Records to process:
-*-*-

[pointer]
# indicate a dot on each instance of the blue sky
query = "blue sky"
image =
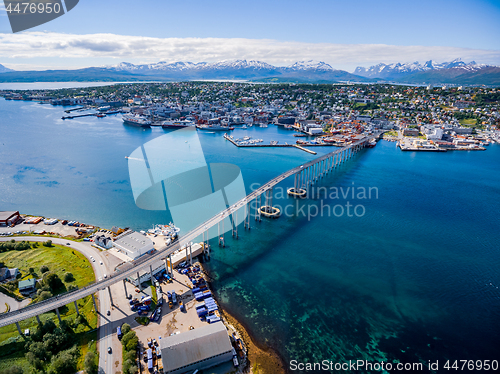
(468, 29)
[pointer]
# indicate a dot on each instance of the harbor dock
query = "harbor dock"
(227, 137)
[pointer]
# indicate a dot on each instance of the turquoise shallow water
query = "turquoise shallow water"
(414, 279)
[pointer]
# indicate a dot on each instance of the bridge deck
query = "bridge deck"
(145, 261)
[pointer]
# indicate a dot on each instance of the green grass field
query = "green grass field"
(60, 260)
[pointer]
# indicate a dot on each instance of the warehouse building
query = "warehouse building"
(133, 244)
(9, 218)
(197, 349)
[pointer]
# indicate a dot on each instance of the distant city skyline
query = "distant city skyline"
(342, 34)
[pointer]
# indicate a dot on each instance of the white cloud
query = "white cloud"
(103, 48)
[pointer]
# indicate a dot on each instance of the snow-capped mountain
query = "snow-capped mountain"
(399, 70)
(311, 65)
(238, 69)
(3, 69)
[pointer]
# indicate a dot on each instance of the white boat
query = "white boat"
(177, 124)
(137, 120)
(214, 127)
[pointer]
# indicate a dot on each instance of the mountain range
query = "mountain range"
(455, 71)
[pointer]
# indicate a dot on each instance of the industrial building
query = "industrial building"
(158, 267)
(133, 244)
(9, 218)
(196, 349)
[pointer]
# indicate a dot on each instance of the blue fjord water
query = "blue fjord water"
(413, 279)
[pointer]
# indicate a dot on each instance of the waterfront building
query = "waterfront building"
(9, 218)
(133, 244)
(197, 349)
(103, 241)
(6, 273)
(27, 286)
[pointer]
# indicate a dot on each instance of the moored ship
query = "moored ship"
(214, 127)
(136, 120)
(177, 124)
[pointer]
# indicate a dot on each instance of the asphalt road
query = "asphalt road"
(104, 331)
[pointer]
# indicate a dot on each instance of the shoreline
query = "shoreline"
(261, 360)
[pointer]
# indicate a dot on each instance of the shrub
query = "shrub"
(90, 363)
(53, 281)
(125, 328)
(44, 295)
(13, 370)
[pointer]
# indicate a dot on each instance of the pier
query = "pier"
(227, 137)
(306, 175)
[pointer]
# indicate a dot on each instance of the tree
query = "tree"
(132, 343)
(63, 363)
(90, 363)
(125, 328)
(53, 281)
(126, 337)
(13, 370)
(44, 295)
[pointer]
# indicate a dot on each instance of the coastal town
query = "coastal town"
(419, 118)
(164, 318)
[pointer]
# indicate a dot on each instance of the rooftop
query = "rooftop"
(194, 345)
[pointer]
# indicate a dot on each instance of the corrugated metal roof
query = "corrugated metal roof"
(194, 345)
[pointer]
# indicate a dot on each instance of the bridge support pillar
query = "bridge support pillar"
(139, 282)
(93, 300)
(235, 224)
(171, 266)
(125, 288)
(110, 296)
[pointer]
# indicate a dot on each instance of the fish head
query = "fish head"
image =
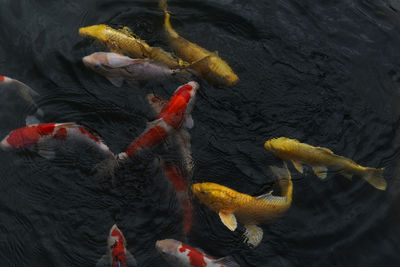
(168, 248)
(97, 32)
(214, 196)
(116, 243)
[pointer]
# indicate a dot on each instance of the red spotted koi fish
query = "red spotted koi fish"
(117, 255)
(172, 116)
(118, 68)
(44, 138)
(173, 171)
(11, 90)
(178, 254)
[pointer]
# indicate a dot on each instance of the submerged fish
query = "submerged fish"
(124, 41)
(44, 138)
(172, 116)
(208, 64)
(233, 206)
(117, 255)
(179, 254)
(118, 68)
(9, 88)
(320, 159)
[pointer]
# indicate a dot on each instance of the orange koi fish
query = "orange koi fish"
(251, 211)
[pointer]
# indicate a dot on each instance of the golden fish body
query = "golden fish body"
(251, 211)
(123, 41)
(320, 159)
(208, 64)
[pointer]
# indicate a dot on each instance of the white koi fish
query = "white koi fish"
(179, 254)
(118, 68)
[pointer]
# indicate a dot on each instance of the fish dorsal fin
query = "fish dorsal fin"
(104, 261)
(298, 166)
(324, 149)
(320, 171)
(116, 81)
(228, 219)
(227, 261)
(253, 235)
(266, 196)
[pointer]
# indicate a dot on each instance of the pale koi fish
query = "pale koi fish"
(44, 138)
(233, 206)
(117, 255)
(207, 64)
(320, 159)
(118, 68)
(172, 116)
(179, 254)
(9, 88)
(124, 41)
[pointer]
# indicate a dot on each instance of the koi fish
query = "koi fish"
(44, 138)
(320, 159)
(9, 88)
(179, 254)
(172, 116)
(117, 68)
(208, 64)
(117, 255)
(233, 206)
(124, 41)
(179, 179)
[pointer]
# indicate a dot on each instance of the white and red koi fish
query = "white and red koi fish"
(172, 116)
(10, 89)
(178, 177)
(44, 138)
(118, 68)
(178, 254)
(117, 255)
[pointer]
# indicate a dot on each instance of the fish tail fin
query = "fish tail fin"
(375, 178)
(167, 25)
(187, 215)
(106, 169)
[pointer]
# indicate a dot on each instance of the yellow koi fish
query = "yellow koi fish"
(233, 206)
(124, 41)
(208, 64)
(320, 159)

-*-*-

What you need to do:
Word for word, reproduce all of the entries above and omit the pictures.

Result below:
[pointer]
# indicate a dot on each instance of the blue sky
query = "blue sky"
image =
(468, 29)
[pointer]
# indicate a dot on each instance of the harbor dock
query = "harbor dock"
(227, 137)
[pointer]
# indicate a dot on each instance of the turquoise shallow water
query = "turquoise shallow water"
(414, 279)
[pointer]
# indicate a dot on each instance of the bridge deck
query = "bridge deck"
(145, 261)
[pointer]
# indicate a dot on each instance of the green grass field
query = "green grass field"
(60, 260)
[pointer]
# indicate a dot on each instance of the warehouse building
query = "warehouse building"
(133, 244)
(9, 218)
(197, 349)
[pointer]
# indicate a dot on each instance of the distant city skyline
query = "distant city skyline"
(342, 34)
[pointer]
# indicate a dot on each instance of the white cloud
query = "white cloud"
(103, 48)
[pointer]
# indicate a dot on each instance of the snow-capped mountain
query = "snow-capped mountain"
(399, 70)
(311, 65)
(238, 69)
(3, 69)
[pointer]
# indicate a dot on each instance of the white boat
query = "white boat"
(177, 124)
(137, 120)
(214, 127)
[pointer]
# indicate a dot on each instance of the mountain range
query = "mountain range"
(455, 71)
[pointer]
# indicate a dot on each instance of the industrial building
query = "industrial building"
(158, 267)
(133, 244)
(9, 218)
(196, 349)
[pointer]
# indicate a dot on each instance of the blue fjord water
query = "blue fjord water"
(413, 279)
[pointer]
# indicate a dot on each instance of the waterfront building
query = "waterfront building"
(9, 218)
(133, 244)
(197, 349)
(103, 241)
(6, 273)
(27, 286)
[pointer]
# indicate a dot on each instance of the moored ship
query = "moored ship"
(214, 127)
(136, 120)
(177, 124)
[pointer]
# indicate a dot on each instance of the asphalt road
query = "asphalt road"
(104, 331)
[pointer]
# indicate a dot on each instance of the shoreline
query = "shoreline"
(261, 360)
[pointer]
# indicate a dot on each instance of the shrub
query = "shrub"
(90, 363)
(53, 281)
(125, 328)
(44, 295)
(13, 370)
[pointer]
# indicate a dot on each instance of the pier
query = "pier"
(227, 137)
(306, 175)
[pointer]
# indicate a dot on each instance of the tree
query = "tree"
(132, 343)
(63, 363)
(90, 363)
(125, 328)
(53, 281)
(126, 337)
(13, 370)
(44, 295)
[pointer]
# indicate a dot on each instance of the coastal town
query = "coastal town"
(419, 118)
(164, 318)
[pointer]
# indicate a dot on each instance of the rooftop
query = "rooftop"
(194, 345)
[pointer]
# indicate a dot on each instance of the corrugated metal roof
query = "corrugated metal roof"
(194, 345)
[pointer]
# indicate a dot on each instance of the bridge support pillar
query = "bridge support pillar"
(139, 282)
(93, 300)
(235, 224)
(171, 266)
(125, 288)
(110, 296)
[pointer]
# indicate a dot on each instance of the fish head
query = "fish head"
image =
(168, 248)
(97, 32)
(214, 196)
(116, 243)
[pointer]
# indicate a dot on each instance of the red spotted koi fish
query = "red spotted koi fish"
(117, 255)
(172, 116)
(118, 68)
(44, 138)
(173, 171)
(11, 90)
(178, 254)
[pointer]
# indicate a dot on each instance of the submerged fish
query = "submerged fish"
(124, 41)
(44, 138)
(172, 116)
(208, 64)
(233, 206)
(117, 255)
(179, 254)
(118, 68)
(9, 88)
(320, 159)
[pointer]
# indicate a dot on each instance of the orange koi fish
query = "orange koi fish"
(251, 211)
[pointer]
# indicate a dot on each instance of the golden fish body
query = "golden fish body"
(251, 211)
(123, 41)
(320, 159)
(208, 64)
[pointer]
# indicate a dot on each instance of the white koi fish
query = "white koi fish"
(179, 254)
(118, 68)
[pointer]
# indicate a dot on each instance of the fish dorsal fin
query = "fish dorsal fin"
(104, 261)
(298, 166)
(324, 149)
(320, 171)
(116, 81)
(228, 219)
(227, 261)
(253, 235)
(266, 196)
[pointer]
# indicate a dot on each instance of the pale koi fish
query = "pale koi fish"
(44, 138)
(233, 206)
(117, 255)
(207, 64)
(320, 159)
(118, 68)
(172, 116)
(179, 254)
(9, 88)
(124, 41)
[pointer]
# indicate a dot on each instance of the koi fish
query = "koi fish"
(44, 138)
(320, 159)
(9, 88)
(179, 254)
(172, 116)
(117, 68)
(208, 64)
(117, 255)
(233, 206)
(124, 41)
(179, 179)
[pointer]
# indicate a dot on each instance of the white and red koi fish
query = "white and red koi fish"
(172, 116)
(10, 89)
(178, 177)
(44, 138)
(118, 68)
(178, 254)
(117, 255)
[pointer]
# indicate a dot on each instance of the fish tail fin
query = "fish tail fin"
(375, 178)
(167, 25)
(187, 215)
(106, 169)
[pointer]
# indicate a dot on each instance of the yellow koi fish
query = "yellow koi fish"
(233, 206)
(124, 41)
(208, 64)
(320, 159)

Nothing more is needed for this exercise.